- Your instructions: Lay out every line of the entries below as a numbered list, skipping any blank lines. Leave the pictures out of your answer.

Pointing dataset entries
========================================
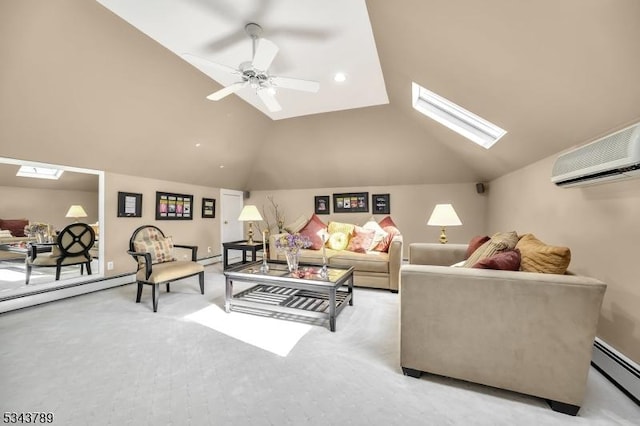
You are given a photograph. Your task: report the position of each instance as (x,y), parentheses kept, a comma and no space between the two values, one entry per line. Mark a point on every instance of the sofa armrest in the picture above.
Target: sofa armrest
(528,332)
(273,251)
(395,261)
(436,254)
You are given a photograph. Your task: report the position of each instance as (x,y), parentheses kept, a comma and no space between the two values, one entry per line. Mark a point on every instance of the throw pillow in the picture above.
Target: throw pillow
(508,260)
(499,241)
(297,225)
(16,226)
(314,230)
(361,241)
(345,228)
(475,243)
(161,249)
(387,221)
(338,241)
(379,232)
(540,257)
(383,246)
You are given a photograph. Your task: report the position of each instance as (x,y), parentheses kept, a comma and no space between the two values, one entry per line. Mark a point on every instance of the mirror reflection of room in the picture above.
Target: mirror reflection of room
(36,204)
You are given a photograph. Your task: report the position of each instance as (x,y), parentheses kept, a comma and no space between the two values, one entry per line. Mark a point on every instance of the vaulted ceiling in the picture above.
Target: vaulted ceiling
(82,87)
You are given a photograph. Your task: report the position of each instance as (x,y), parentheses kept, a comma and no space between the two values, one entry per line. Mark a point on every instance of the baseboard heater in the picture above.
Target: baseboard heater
(620,370)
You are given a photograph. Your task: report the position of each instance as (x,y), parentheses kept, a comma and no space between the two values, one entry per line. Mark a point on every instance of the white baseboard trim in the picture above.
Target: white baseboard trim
(76,289)
(620,370)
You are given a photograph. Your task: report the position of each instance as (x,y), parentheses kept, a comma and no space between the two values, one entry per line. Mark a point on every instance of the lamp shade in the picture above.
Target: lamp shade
(444,215)
(76,211)
(249,213)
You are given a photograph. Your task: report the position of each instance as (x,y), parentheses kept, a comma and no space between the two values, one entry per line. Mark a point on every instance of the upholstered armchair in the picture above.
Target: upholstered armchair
(71,248)
(157,264)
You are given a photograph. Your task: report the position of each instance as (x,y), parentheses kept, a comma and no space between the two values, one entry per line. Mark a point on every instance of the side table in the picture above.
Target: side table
(245,247)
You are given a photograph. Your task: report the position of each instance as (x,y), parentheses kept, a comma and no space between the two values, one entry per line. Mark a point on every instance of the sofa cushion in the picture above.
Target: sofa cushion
(361,240)
(363,262)
(297,225)
(338,241)
(379,232)
(345,228)
(387,221)
(475,243)
(499,241)
(383,246)
(16,226)
(314,230)
(508,260)
(540,257)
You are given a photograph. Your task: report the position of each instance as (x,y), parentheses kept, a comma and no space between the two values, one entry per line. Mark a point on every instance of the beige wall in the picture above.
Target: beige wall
(46,205)
(411,206)
(117,230)
(598,223)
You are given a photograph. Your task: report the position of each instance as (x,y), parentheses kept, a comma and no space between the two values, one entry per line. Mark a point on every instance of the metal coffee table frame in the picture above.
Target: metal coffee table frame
(280,291)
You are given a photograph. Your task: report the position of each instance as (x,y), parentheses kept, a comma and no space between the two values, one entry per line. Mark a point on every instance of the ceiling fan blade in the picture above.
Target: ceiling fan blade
(268,99)
(216,96)
(205,63)
(265,54)
(296,84)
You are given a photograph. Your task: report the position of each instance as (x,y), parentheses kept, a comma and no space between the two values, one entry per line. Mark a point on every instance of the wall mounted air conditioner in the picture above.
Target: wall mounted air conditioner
(611,158)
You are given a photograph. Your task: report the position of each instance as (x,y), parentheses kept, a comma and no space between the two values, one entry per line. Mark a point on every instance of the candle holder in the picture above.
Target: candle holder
(264,268)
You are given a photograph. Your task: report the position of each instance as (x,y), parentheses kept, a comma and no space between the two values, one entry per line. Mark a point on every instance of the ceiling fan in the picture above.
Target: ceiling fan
(255,73)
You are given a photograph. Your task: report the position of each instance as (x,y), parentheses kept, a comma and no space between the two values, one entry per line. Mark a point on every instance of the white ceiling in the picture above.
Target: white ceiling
(316,40)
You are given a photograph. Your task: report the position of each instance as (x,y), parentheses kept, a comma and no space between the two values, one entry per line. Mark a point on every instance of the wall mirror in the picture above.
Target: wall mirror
(45,204)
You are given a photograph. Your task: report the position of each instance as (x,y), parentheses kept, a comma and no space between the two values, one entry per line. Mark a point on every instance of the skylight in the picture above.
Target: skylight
(458,119)
(39,172)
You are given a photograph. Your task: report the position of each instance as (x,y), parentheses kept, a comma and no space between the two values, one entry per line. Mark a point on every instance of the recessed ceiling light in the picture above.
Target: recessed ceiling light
(340,77)
(39,172)
(453,116)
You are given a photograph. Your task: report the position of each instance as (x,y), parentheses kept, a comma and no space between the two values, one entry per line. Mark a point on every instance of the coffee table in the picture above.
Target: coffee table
(278,290)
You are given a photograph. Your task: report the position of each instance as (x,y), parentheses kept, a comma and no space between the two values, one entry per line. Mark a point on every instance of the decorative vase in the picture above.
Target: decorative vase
(292,259)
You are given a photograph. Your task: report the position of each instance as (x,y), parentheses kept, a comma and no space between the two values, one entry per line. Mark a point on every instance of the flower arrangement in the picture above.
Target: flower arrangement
(36,228)
(292,243)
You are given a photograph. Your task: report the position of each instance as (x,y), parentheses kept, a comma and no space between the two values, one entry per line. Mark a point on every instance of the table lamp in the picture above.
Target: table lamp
(76,211)
(444,215)
(249,214)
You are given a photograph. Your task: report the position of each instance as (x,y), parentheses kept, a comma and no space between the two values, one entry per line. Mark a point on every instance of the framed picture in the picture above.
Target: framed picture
(129,204)
(351,202)
(171,206)
(208,207)
(321,204)
(380,204)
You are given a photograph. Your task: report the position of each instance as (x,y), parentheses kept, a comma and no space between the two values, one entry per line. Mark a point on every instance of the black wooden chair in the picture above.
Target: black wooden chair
(72,248)
(157,264)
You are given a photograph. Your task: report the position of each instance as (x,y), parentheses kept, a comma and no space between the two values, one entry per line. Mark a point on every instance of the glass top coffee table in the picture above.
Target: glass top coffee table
(306,293)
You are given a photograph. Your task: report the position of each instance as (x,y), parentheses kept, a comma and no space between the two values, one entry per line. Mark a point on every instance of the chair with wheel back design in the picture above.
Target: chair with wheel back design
(72,247)
(157,264)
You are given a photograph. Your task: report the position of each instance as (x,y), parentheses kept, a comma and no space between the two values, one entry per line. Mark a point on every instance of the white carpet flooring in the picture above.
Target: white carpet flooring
(102,359)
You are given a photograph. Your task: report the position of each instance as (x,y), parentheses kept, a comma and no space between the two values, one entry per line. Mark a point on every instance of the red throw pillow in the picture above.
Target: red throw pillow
(362,239)
(508,260)
(383,245)
(475,243)
(313,230)
(16,226)
(387,222)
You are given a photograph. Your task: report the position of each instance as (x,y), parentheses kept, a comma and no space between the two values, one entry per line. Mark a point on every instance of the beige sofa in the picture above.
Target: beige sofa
========================================
- Answer to this exercise:
1. You are given a photograph. Your task: report the position of each instance as (x,y), parentheses kept, a comma and no space between the two values, one entry per line. Mark a point on every instance of the sofa armrest in the picture above.
2. Target: sofa armrest
3. (528,332)
4. (273,251)
5. (395,261)
6. (436,254)
7. You are given a photograph. Your task: report the position of each instance as (x,y), parentheses kept, a comma and no space between the two values, one entry per line. Mark a point on every instance of the throw pillow in the picture above.
8. Target: throw pillow
9. (508,260)
10. (499,241)
11. (297,225)
12. (16,226)
13. (314,230)
14. (361,241)
15. (345,228)
16. (475,243)
17. (161,249)
18. (387,221)
19. (338,241)
20. (379,232)
21. (540,257)
22. (383,246)
23. You are given a photograph. Your task: report the position of each instance as (x,y), parentheses kept, a comma and no space between the two values, one entry per line. Mark a point on every instance of the mirror reflection of room in the picture above.
24. Target: mirror reflection of room
25. (36,204)
26. You are given a photograph. Your task: report the position of each instance as (x,y), parentheses kept, a comma and no space between the two values, one entry per line. Mark a point on every instance of the vaulted ceiling in the picture above.
27. Target: vaulted ceiling
28. (82,87)
29. You are given a photograph. Your task: report the position of each instance as (x,y), parentheses kept, a comma and no space between the two values, one entry per line. Mark a point on every instance of the baseboard heater in the picture above.
30. Target: baseboard heater
31. (620,370)
32. You are given a photograph. Your task: report the position of each instance as (x,y), parentheses kept, a comma and no space between the two values, one entry per line. Mark a point on every instance of the white baseboard trim in the picture above.
33. Target: white baseboard trim
34. (76,289)
35. (620,370)
36. You are given a photograph. Your task: report the position of each instance as (x,y), parentheses kept, a comma and no space between the two values, one entry per line. Mark a point on every instance of the lamp shade in the picture above.
37. Target: lamp shade
38. (444,215)
39. (76,211)
40. (249,213)
41. You are given a photograph. Your task: report the position of each instance as (x,y), parentheses kept, a comma and no space between the two values, one entry per line. Mark a point on every instance of the upholstered armchair in the picture above.
42. Target: upholstered armchair
43. (71,248)
44. (157,264)
45. You are given a photograph. Your task: report the position of each instance as (x,y), parentheses kept, a comma and no space between the two values, one entry per line. Mark a point on every instance of the side table in the picture above.
46. Target: side table
47. (245,247)
48. You are given a photograph. Your task: report the position of each instance as (x,y), parentheses kept, a comma and no space between the two values, one entry per line. Mark a point on every instance of the sofa cushion in the picture above.
49. Target: sofa cushion
50. (361,240)
51. (363,262)
52. (297,225)
53. (338,241)
54. (379,232)
55. (345,228)
56. (387,221)
57. (475,243)
58. (499,241)
59. (383,246)
60. (16,226)
61. (314,230)
62. (508,260)
63. (540,257)
64. You are given a photograph. Your task: report the position of each instance as (x,y), parentheses kept, a comma and no space between the two values, one entry per line. Mark a point on every instance of the beige wall in the picture above.
65. Target: beige wall
66. (46,205)
67. (411,206)
68. (117,230)
69. (598,223)
70. You are given a photograph. Your task: report the position of each instance as (x,y), parentheses kept, a comma and no space between the two values, one entry per line. Mark a point on every instance of the metal coffee table frame in the picture above.
71. Target: metal coffee table frame
72. (280,291)
73. You are given a photograph. Your task: report the position of each instance as (x,y), parentheses kept, a comma and no space between the two values, one entry per line. Mark a point on every instance of the ceiling fan blade in the picture above.
74. Target: ceiling fan blade
75. (268,99)
76. (216,96)
77. (205,63)
78. (265,54)
79. (296,84)
80. You are given a photograph. Your task: report the position of each instance as (x,y), parentheses kept, a comma and no space between the two values, one entry per line. Mark a point on every instance of the wall mounted air conditioner in the picture above.
81. Target: wall mounted air conditioner
82. (611,158)
83. You are given a photograph. Your task: report the position of each instance as (x,y), parentheses kept, a comma and no space between the two values, one entry per line. Mark a point on every instance of the candle holder in the picture above.
84. Target: candle holder
85. (264,268)
86. You are given a photograph. Your task: report the position of each instance as (x,y), parentheses kept, a comma and no space between the two values, one entry per line. Mark a point on every instance of the ceiling fan in the picture above.
87. Target: ceiling fan
88. (255,73)
89. You are given a photograph. Your task: report the position of each instance as (x,y), parentheses kept, a comma and no space between the two values, one entry per line. Mark a point on every instance of the white ceiling in the picture above.
90. Target: white ceiling
91. (316,40)
92. You are given a photograph. Your task: report the position of each instance as (x,y), parentheses kept, a comma and no space between the two values, one entry per line. Mark a point on every instance of the wall mirror in the picture above.
93. Target: wall mirror
94. (45,204)
95. You are given a photograph. Your task: report the position of each instance as (x,y), parentheses kept, a comma and no space between the two values, one entry per line. Mark a point on every instance of the skylight in the picture above.
96. Target: skylight
97. (458,119)
98. (39,172)
99. You are given a photograph. Your task: report the position of each instance as (x,y), parentheses kept, a comma and no space between the two values, one entry per line. Mark a point on every instance of the recessed ceiling light in the picture above.
100. Target: recessed ceiling light
101. (340,77)
102. (39,172)
103. (453,116)
104. You are given a photograph. Your task: report the position of each instance as (x,y), parentheses kept, a comma and no space between the two values, one entry per line. Mark a point on every instance of the coffee table in the picture above.
105. Target: coffee table
106. (278,290)
107. You are given a photograph. Your task: report the position of each instance as (x,y), parentheses kept, a comma and no space between the two values, one entry per line. Mark a point on every instance of the decorative vase in the picture above.
108. Target: decorative vase
109. (292,259)
110. You are given a photograph. Your task: report the position of each instance as (x,y), parentheses kept, a comma and no space between the two values, one entry per line. Mark a point on every instance of the flower arrangement in the picture above.
111. Target: flower arrangement
112. (36,228)
113. (292,243)
114. You are given a photograph. Your task: report the position of each instance as (x,y), parentheses kept, a comma and no space between the two values, one entry per line. Mark a point on every instance of the table lamp in the picture above.
115. Target: table lamp
116. (76,211)
117. (444,215)
118. (249,214)
119. You are given a photograph. Your task: report the position of each instance as (x,y), parentheses kept, a comma and no space between the two values, one entry per line. Mark a point on every instance of the framed picture in the picture above.
120. Target: framed picture
121. (129,204)
122. (351,202)
123. (171,206)
124. (208,207)
125. (321,204)
126. (380,204)
127. You are given a photograph. Your task: report the position of each instance as (x,y), parentheses kept, a comma and no space between the two values, one entry per line. Mark a point on every instance of the black wooden chair in the picture above.
128. Target: black wooden chair
129. (72,248)
130. (157,264)
131. You are given a photograph. Your task: report the position of each instance as (x,y), parentheses kept, a comma and no space between the two values, one entry per line. Mark a point on every instance of the glass top coffee table in the picture above.
132. Target: glass top coffee table
133. (306,293)
134. You are given a photograph. Your task: report the position of each instance as (x,y), parentheses kept, a comma and no space between the two values, one entry per line. Mark a point on every instance of the chair with wheel back design in the picture above.
135. Target: chair with wheel back design
136. (72,247)
137. (157,264)
138. You are given a photograph. Your task: report the position of each instance as (x,y), parentheses kept, a comma and no space between the two values, one entry per line. Mark a point on every instance of the white carpet flooring in the picture above.
139. Target: white carpet flooring
140. (102,359)
141. You are given a photograph. Your task: report the position of each instance as (x,y), parentheses kept, a comma and no space between the two values, one entry per line. Mark a point on every instance of the red throw pillow in the picture above.
142. Target: red throw pillow
143. (362,239)
144. (508,260)
145. (383,245)
146. (475,243)
147. (313,230)
148. (16,226)
149. (387,222)
150. You are given a photograph. Your task: report the position of each instance as (x,y), parentheses kept, a comma and no space between the two values, one entry per line. Mark a point on every instance of the beige sofa in the picture above.
151. Target: beige sofa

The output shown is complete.